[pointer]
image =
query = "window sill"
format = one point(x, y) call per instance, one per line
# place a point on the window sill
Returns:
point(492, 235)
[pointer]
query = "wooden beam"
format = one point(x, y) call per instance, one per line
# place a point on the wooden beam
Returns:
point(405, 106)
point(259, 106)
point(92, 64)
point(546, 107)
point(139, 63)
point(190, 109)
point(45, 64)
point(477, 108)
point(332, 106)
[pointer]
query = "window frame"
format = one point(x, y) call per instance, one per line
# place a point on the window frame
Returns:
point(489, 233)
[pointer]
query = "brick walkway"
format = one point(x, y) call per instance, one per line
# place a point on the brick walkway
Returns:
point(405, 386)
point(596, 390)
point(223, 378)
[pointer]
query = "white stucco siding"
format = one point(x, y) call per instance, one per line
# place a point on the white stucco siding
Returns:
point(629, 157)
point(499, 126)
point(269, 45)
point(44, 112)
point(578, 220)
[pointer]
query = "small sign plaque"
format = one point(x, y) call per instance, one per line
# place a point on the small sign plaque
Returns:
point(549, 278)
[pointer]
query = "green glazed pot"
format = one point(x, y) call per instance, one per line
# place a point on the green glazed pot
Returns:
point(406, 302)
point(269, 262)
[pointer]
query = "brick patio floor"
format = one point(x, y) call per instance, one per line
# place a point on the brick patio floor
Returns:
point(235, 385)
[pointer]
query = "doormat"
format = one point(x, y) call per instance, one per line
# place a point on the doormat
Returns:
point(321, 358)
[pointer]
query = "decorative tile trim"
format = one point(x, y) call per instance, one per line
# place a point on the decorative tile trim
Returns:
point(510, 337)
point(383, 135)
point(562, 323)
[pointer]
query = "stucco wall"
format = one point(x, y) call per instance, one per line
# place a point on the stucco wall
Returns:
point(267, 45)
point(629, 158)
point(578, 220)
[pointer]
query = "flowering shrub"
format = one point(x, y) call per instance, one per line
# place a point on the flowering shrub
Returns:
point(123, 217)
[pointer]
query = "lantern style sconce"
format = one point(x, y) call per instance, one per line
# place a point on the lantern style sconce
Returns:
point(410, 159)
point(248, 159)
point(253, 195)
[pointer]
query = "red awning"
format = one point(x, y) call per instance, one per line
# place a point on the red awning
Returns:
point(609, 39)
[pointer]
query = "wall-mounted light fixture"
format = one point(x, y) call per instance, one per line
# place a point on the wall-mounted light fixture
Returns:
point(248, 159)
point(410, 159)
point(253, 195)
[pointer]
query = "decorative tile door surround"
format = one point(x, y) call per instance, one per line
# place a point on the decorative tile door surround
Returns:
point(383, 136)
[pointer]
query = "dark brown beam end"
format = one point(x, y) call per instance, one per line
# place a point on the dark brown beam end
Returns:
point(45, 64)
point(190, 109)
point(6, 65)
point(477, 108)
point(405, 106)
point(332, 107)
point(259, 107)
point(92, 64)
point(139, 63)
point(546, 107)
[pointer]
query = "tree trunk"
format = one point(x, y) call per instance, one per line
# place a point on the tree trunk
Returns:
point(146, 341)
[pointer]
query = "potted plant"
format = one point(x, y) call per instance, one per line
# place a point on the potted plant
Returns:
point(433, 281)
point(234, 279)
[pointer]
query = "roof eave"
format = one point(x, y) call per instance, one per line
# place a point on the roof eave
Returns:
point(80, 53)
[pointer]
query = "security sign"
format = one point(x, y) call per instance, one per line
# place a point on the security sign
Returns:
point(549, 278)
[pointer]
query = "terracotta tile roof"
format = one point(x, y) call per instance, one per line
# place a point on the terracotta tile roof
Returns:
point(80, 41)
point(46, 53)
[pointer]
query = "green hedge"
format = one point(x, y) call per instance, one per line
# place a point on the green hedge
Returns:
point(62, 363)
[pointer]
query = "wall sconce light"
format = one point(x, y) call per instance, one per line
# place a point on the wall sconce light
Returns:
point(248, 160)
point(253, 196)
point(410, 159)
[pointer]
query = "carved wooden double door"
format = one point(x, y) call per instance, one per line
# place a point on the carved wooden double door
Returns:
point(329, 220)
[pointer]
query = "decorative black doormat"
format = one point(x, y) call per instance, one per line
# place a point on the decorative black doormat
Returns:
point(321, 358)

### PROBLEM DETAILS
Reproduce the entries above in full by retyping them exactly.

### CORRECT OUTPUT
[pointer]
image =
query = "window sill"
format = one point(x, y) call per instance, one per line
# place a point on the window sill
Returns:
point(492, 235)
[pointer]
query = "wooden beam"
format = one point(x, y) call per instance, one per line
# place a point on the wooden beam
Returns:
point(405, 106)
point(259, 106)
point(92, 64)
point(546, 107)
point(139, 63)
point(190, 109)
point(45, 64)
point(477, 108)
point(332, 106)
[pointer]
query = "window frame"
format = one point(x, y) call per instance, one per line
# place a point on the window frame
Returns:
point(489, 233)
[pointer]
query = "brick walkway"
format = one point(x, y) call per instance, one per line
# place a point on the brick walkway
Returns:
point(405, 386)
point(596, 390)
point(223, 378)
[pointer]
query = "white stucco siding"
format = one point(x, y) call per instance, one per line
# place a point on the white stucco siding
Returns:
point(629, 157)
point(499, 126)
point(269, 45)
point(44, 112)
point(578, 220)
[pointer]
query = "small sign plaque"
format = one point(x, y) call per instance, one per line
# place a point on the small sign plaque
Returns:
point(549, 278)
[pointer]
query = "green glazed pot"
format = one point(x, y) call per instance, one per line
# place a point on the green glazed pot
Returns:
point(406, 302)
point(269, 262)
[pointer]
query = "brick patio floor"
format = one point(x, y) call per instance, one per line
# place a point on the brick patio floor
Returns:
point(235, 385)
[pointer]
query = "doormat"
format = one point(x, y) call per instance, one per line
# place a point on the doormat
Returns:
point(321, 358)
[pointer]
query = "decorative tile trim"
format = one point(x, y) call per instance, one per line
# place a point on the decorative tile trim
Returns:
point(510, 337)
point(383, 135)
point(562, 323)
[pointer]
query = "stucco wall"
format = one point(x, y) call per instance, one per line
# place a point on the stucco wall
Returns:
point(267, 45)
point(629, 158)
point(578, 220)
[pointer]
query = "flowering shrub"
format = one point(x, y) call per instance, one per line
# place a point on the flowering shrub
Returns:
point(123, 217)
[pointer]
query = "lantern style sconce"
format = one point(x, y) call per instance, one per line
# place a point on the lantern style sconce
Returns:
point(410, 159)
point(248, 159)
point(253, 195)
[pointer]
query = "red awning"
format = one point(x, y) call per instance, one per line
# place a point on the red awning
Returns:
point(609, 39)
[pointer]
query = "wall-mounted light fixture"
format = one point(x, y) call per instance, one per line
# place a point on the wall-mounted light fixture
Returns:
point(248, 159)
point(410, 159)
point(253, 195)
[pointer]
query = "decorative tile door surround"
format = one point(x, y) call per instance, one per line
# place a point on the decorative tile door surround
Returns:
point(383, 136)
[pointer]
query = "dark brown beam end"
format = one point(x, y) call per instance, one per line
# place a point on the dark brown beam end
Returns:
point(45, 64)
point(190, 109)
point(6, 65)
point(477, 108)
point(405, 106)
point(332, 107)
point(259, 107)
point(92, 64)
point(139, 63)
point(546, 107)
[pointer]
query = "tree trunk"
format = one point(x, y) call per instance, one per line
# place a point on the tree trunk
Returns:
point(146, 341)
[pointer]
query = "potted plant"
format = one point(x, y) call per instance, one per line
# place a point on the potted plant
Returns:
point(433, 281)
point(234, 279)
[pointer]
query = "roof eave"
format = one point(x, y) call per instance, one per line
# place a point on the roof eave
Returns:
point(80, 53)
[pointer]
query = "security sign"
format = one point(x, y) call per instance, one per line
# place a point on the security sign
Returns:
point(549, 278)
[pointer]
query = "terracotta tile roof"
format = one point(x, y) call per instance, one per line
# place a point on the terracotta tile roof
Returns:
point(80, 41)
point(46, 53)
[pointer]
query = "green hedge"
format = one point(x, y) call per instance, one per line
# place a point on the green hedge
Returns:
point(62, 363)
[pointer]
query = "wall sconce light"
format = one point(x, y) call per instance, one per line
# place a point on the wall sconce light
Returns:
point(248, 160)
point(253, 196)
point(410, 159)
[pointer]
query = "carved wooden double door"
format = one point(x, y) call per instance, one per line
# place a point on the carved wooden double door
Returns:
point(329, 220)
[pointer]
query = "decorative black doormat"
format = one point(x, y) call per instance, one per line
# place a point on the decorative black doormat
Returns:
point(321, 358)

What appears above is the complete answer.